Qualcun altro per lui ha seminato bene crepuscoli. Sotto lo sguardo vigile di
Cerbero, vendemmia grappoli di tenebra nei suoi occhi prima ancora che nel
cielo. Al ritmo di un precipitare, dà coordinate esatte alla disperazione.
Grodek, 1914, novanta commilitoni squarciati nella carne e nell’anima che
chiedono sollievo e l’inutile perché di una guerra: troppo esili le sue spalle
per farsi carico di quel dolore, solo e senza farmaci – non resta che spingere
la prosodia fino alle porte dell’Orco per strapparla un’ultima volta alla sua
morsa. C’è Grete, “oscuro amore/ d’una selvaggia stirpe” e solo per questo casa
vuol dire ancora qualcosa. Compagna di sangue e di abisso; sorella di
un’innocenza che hanno perduto insieme, mano nella mano. Distilla bagliori
autunnali in punta di dita, come “oro di stelle cadute” (Al fanciullo Elis).
Si cammina in giorni bui come nei boschi fitti – che riparo c’è, dove –, nella
stagione signora del freddo e delle foglie ingiallite, non si capisce, nel tempo
che impiegano a cadere dondolando, se la musica muta che le muove è giuramento
di una prossima, lontana rifioritura o memoria volatile di un verde
irripetibile. L’eterno, ciclico incedere pare spezzarsi e le pupille inchiodano
un tramonto dove anche Dio, per un istante tutto umano, si raccoglie in
solitudine al termine della battaglia quotidiana col poeta. L’orlo di un
bicchiere di vino promette naufragi di porpora per domande troppo oscure, mentre
il sambuco tace e “presto s’annideranno stelle nelle ciglia dell’estenuato”
(L’autunno del solitario).
Georg Trakl, nato dipartito. Con perizia di aruspice indaga le viscere del
mondo, in un allucinato andare e tornare tra sogno e veglia ma sempre verso sé
stesso, come scrive in una lettera ad Irene Amtmann. L’amico fraterno Karl
Kraus, il bianco pontefice della Verità in una poesia a lui dedicata, non
comprende del tutto come Georg possa vivere. E infatti, come si vive quaggiù non
essendo di quaggiù? Sempre straniero in questa distesa sublunare che lacrima
sangue nel clamore delle armi, dentro il quale tutti gli orizzonti cortissimi
dell’eclissi del sacro cadono uno dopo l’altro, anche loro come soldati.

• Materiale fornito:

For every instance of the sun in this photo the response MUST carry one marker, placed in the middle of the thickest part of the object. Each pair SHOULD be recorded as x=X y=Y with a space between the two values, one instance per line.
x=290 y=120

• Obiettivi:
a) Nel brano su Georg Trakl, chi è l'amico fraterno che non comprende del tutto come Georg possa vivere?
b) Prosegui il brano su Georg Trakl a partire dalla sua ultima frase.

• Risposte ai compiti:
a) Karl Kraus.

b)
L’indigenza dell’arrischiato, scritta con la calma dei passi inesorabili, è la
frantumazione del centro. Schegge di uno specchio rotto, le immagini familiari
(la casa, un vecchio album di famiglia, il padre, la madre, etc…) sono ombre e
volti di pietra; tutte le cose, dice Trakl, tacciono mentre gli enigmi
dell’anima si sottraggono ad una chiarezza.
Nella poesia di Trakl – secondo Angelo Lumelli giocata tutta contro le
aspettative del discorso – il poeta raccoglie e accoglie come compagnia, lungo
la strada della parola, fantasmi, cioè silenzi che non redimono le domande più
ostinate, rinunciando a scioglierle in risposte comode ma fragili. Sacrifica la
tentazione di dire l’indicibile e per questo apre varchi ad azzurri diversi da
quelli del pensiero.
[…] Sotto cupi abeti
due lupi mescolavano il loro sangue
in abbraccio pietroso; d’oro
si perdeva la nuvola sul varco,
pazienza e silenzio dell’infanzia.
Di nuovo s’incontra il tenero cadavere
Sullo stagno del Tritone
Assopito nella sua chioma di giacinto.
Oh finalmente s’infrangesse il fresco capo!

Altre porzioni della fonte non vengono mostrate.